Questions.
1. Name every actor or actress whose name appears in the film review below.
2. Duplicate the stretch of the film review below from "A Nightmare on Elm Street 3: Dream Warriors (Chuck" through "and commercial success.".

Document section.
A Nightmare on Elm Street 3: Dream Warriors (Chuck Russell, 1987, USA)

A Nightmare on Elm Street 3: Dream Warriors is regarded as one of the best entries in the franchise, and for good reason. Following the bizarre second film, Nightmare 3 marked the return of Wes Craven's involvement in the project. He receives a screenwriting credit, along with others including Frank Darabont (The Shawshank Redemption, The Green Mile, The Mist). The film also marked the return of some original cast members, including Heather Lagenkamp as final girl Nancy Thompson (now grown up) and John Saxon as her father Donald Thompson. The film marked the screen debut of Patricia Arquette, and features Laurence Fishburne in an early role. Elm Street 3 was a critical and commercial success.

The film takes place in a mental hospital, where the young patients are all being traumatized by Freddie. While the characters are not terribly complex, each is memorably drawn with a particular "thing" that makes them unique or identifiable. While the slasher formula is here, many of the deaths are particularly inventive. Some of the most memorable in the franchise include Freddy turning Phillip into a puppet with his vein, as well as when Jennifer is pulled into the TV. The film strikes a right balance between thrills and humor. It is campy but not too over-the-top.

We receive more info about Freddy's background in this film, involving a subplot related to his mother. We learn he is the "bastard son of 100 maniacs". There are other inventive touches in the film, including several uses of stop-motion animation. One involves a Freddy puppet, and another involves a living skeleton that appears straight out of Jason and the Argonauts. While Nightmare 3 is perhaps not as iconic as the original film, it is still highly entertaining. It is proof that sequels are not always on a linear downward trend.

(Spatial localization data)

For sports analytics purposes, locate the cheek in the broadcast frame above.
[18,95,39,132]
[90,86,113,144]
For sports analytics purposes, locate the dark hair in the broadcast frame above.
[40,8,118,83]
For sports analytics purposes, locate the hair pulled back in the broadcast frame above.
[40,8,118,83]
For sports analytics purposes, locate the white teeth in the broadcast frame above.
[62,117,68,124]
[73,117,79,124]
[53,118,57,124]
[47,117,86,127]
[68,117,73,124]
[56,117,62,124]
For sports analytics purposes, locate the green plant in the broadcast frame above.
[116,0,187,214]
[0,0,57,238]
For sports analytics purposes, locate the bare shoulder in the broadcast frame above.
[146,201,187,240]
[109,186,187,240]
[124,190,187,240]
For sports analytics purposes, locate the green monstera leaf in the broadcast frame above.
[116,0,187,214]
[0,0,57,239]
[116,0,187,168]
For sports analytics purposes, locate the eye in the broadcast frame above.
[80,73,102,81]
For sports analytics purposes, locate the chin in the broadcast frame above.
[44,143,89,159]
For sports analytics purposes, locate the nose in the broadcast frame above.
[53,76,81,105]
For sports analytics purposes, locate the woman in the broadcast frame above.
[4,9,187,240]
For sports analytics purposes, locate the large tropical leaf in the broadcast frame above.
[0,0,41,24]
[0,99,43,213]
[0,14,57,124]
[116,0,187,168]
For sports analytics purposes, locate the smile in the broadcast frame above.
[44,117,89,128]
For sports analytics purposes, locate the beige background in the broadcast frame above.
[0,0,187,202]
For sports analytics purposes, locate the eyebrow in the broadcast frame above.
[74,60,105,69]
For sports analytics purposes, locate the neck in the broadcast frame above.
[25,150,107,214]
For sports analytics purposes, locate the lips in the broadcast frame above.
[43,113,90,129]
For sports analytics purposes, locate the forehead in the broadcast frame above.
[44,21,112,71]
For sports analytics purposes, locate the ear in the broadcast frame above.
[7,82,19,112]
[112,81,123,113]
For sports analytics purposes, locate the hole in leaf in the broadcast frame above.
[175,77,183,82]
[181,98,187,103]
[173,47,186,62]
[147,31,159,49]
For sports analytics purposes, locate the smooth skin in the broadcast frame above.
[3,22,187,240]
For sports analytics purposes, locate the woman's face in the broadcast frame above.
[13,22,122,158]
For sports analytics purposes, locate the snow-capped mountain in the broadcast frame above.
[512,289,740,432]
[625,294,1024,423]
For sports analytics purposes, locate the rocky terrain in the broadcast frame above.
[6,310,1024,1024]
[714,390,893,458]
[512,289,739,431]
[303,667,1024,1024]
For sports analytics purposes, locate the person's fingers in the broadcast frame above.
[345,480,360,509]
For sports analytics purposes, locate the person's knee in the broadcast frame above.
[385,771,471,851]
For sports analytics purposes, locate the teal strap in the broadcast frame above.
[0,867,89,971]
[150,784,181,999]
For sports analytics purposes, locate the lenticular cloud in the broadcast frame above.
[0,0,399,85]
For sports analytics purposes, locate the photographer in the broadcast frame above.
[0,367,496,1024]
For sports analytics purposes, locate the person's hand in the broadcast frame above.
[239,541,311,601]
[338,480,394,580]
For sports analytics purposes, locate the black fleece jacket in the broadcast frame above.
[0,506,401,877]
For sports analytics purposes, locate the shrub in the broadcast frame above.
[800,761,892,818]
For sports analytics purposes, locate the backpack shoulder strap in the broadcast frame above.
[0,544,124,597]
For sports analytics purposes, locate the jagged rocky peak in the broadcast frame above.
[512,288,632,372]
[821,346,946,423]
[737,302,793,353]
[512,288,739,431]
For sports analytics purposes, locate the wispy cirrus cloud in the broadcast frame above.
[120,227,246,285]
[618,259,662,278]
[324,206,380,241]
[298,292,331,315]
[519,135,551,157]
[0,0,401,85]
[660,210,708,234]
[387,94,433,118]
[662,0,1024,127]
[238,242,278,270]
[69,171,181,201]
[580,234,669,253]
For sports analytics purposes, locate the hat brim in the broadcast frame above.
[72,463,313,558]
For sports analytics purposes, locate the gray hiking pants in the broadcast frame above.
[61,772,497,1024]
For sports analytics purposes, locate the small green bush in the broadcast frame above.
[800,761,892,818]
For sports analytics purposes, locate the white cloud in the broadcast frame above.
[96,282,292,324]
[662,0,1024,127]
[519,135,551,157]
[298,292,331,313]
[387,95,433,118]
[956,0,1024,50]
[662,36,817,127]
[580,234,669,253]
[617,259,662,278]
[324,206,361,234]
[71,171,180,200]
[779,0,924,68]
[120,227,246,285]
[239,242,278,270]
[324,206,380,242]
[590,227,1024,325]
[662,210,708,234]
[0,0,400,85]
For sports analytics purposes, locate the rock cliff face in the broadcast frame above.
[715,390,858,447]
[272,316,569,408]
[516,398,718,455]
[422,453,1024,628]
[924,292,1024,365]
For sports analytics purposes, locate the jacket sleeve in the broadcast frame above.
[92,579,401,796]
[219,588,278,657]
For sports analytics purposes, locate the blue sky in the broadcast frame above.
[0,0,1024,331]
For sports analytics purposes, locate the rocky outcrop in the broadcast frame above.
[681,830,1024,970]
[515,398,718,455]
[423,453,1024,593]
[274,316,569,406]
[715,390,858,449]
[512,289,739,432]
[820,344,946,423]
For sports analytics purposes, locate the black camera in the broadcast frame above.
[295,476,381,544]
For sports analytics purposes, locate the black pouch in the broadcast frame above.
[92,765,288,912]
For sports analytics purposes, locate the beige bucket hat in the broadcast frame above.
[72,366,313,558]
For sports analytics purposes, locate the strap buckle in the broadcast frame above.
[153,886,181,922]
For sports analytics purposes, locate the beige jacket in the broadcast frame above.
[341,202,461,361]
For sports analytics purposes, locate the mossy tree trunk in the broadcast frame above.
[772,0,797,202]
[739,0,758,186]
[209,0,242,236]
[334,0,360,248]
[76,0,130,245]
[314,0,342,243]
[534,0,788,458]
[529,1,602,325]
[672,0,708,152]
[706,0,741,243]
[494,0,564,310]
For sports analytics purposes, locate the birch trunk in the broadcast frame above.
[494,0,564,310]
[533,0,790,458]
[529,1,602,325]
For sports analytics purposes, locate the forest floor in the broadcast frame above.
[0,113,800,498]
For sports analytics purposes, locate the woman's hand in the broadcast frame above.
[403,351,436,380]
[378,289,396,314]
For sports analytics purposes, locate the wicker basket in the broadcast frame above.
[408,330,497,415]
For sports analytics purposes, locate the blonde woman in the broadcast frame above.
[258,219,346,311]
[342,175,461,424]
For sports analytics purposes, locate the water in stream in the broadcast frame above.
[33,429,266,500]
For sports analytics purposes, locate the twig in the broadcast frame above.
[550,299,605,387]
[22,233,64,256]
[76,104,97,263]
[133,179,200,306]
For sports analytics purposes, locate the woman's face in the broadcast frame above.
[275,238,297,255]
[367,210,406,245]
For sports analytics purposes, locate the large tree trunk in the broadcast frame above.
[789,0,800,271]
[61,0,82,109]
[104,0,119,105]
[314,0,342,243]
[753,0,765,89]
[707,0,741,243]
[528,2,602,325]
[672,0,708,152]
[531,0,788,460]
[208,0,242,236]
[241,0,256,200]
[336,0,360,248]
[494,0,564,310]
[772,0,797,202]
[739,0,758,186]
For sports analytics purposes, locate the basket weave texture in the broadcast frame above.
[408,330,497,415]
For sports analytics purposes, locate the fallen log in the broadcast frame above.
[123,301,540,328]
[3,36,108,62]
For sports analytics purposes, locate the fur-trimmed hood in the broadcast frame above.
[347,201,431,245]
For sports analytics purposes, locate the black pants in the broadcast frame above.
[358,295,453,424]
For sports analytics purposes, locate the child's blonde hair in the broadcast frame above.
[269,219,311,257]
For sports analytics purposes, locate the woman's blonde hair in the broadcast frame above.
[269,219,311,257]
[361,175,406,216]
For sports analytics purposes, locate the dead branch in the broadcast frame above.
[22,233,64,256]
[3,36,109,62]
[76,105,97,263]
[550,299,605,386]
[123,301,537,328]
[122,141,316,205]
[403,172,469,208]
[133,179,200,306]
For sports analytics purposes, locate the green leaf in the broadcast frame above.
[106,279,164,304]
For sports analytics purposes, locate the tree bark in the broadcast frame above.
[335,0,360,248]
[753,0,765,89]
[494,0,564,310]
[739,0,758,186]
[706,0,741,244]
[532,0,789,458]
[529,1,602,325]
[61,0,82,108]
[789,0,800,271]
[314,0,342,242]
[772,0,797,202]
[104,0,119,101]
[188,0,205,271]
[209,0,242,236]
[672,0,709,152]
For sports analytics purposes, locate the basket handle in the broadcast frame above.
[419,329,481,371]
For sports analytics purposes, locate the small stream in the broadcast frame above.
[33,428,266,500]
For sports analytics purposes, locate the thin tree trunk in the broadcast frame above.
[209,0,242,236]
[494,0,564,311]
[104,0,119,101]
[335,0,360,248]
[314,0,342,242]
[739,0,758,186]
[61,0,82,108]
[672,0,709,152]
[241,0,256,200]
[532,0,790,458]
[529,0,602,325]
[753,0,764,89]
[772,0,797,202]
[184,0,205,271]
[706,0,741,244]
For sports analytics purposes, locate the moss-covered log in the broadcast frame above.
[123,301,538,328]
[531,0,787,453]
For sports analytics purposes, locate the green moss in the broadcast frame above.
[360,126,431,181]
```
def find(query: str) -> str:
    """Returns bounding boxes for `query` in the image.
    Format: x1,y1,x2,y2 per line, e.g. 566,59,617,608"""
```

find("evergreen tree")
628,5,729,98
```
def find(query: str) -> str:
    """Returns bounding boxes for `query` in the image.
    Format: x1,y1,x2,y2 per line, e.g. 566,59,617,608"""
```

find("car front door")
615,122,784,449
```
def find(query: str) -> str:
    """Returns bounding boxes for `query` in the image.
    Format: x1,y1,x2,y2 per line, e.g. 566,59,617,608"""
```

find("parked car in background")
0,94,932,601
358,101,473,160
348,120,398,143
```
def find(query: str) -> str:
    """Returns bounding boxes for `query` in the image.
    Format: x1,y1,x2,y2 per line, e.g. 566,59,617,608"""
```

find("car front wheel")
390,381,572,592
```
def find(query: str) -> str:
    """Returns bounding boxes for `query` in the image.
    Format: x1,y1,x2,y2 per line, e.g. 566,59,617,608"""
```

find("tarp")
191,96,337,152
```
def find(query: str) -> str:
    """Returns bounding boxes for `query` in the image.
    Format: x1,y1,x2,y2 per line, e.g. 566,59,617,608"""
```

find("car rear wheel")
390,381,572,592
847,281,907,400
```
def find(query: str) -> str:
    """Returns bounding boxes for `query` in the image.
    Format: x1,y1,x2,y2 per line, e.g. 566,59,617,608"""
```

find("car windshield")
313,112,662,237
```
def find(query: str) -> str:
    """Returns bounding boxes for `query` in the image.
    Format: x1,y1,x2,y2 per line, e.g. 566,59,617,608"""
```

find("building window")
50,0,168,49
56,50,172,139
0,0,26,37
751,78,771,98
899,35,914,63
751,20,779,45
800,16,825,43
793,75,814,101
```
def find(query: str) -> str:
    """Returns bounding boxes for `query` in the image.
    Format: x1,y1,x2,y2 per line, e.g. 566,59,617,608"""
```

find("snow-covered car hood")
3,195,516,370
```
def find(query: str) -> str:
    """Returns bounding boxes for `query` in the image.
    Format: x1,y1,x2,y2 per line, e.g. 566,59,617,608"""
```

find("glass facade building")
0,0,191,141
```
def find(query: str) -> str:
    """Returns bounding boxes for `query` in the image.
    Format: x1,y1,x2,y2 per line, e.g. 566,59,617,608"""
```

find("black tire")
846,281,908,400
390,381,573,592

Numbered answers.
1. Heather Lagenkamp, John Saxon, Patricia Arquette, Laurence Fishburne

2.
A Nightmare on Elm Street 3: Dream Warriors (Chuck Russell, 1987, USA)

A Nightmare on Elm Street 3: Dream Warriors is regarded as one of the best entries in the franchise, and for good reason. Following the bizarre second film, Nightmare 3 marked the return of Wes Craven's involvement in the project. He receives a screenwriting credit, along with others including Frank Darabont (The Shawshank Redemption, The Green Mile, The Mist). The film also marked the return of some original cast members, including Heather Lagenkamp as final girl Nancy Thompson (now grown up) and John Saxon as her father Donald Thompson. The film marked the screen debut of Patricia Arquette, and features Laurence Fishburne in an early role. Elm Street 3 was a critical and commercial success.